Document segment
================================

Nella Marchesini, Donna dormiente

Donna dormiente

Donna dormiente

The influence of the Turin school is also starkly evident in this sleeping woman by Nella Marchesini, a pupil of Felice Casorati, the master who, from his arrival in Turin in 1919 to the end of the 1930s, provided a focal point for the new generation of artists and was at the centre of innovative trends. Casorati very cleverly shaped culture in Turin through his many contracts and through the ‘school’ which formed in his large studio, in the rarefied and elitist atmosphere eloquently described by Lalla Romano, well-known painter and writer from Turin and also one of his pupils.

================================

Records supplied
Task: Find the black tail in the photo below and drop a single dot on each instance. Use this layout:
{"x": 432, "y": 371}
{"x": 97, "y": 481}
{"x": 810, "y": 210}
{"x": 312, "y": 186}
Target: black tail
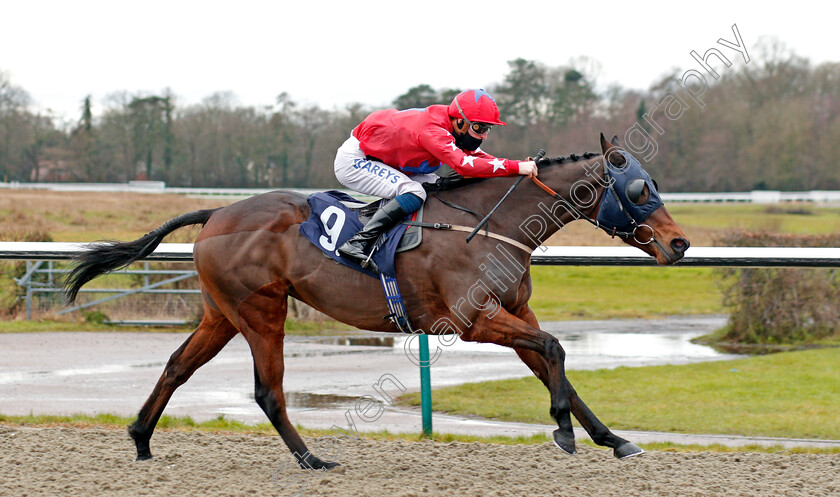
{"x": 104, "y": 257}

================================

Task requirements
a - Can you render every line of the records as a numbered list, skipping blank lines and leaving out the pictures?
b - Could you write what comes next in the passage on Nella Marchesini's Donna dormiente, starting after its last sentence?
The records are unrelated to the passage on Nella Marchesini's Donna dormiente.

Replies
a -
1. Task: Find the black tail in the photo below and drop a single dot on each instance. Use this layout:
2. {"x": 432, "y": 371}
3. {"x": 97, "y": 481}
4. {"x": 810, "y": 210}
5. {"x": 312, "y": 186}
6. Target: black tail
7. {"x": 104, "y": 257}

b -
The portrait is of a woman asleep; she is lying naked from the waist up, her head bent to one side and her arms stretched along her sides. The unusual foreshortening of the figure, which is viewed from below, calls to mind the famous perspective in Mantegna’s Dead Christ, although there the similarity ends. The nude embodies the same desire for simplification which inspired the painters of the Turin Gruppo dei sei of the time and which has produced the highlighted sharp square of the neck and deepening shadows around the closed eyelids. The thick impasto, reflecting the light from above, is applied in broad heavy brushstrokes, creating a plastic effect. The woman’s skin glows with a faintly violet tinge that is picked up in the shadows of the pillow and furnishings behind her. Her legs are covered in a greyish purple fabric draped in thick folds. The technique of foreshortening the body to create areas of shadow is a legacy of Casorati, which Marchesini combines with and adapts to a compositional structure that is closer to the style of the Gruppo dei sei.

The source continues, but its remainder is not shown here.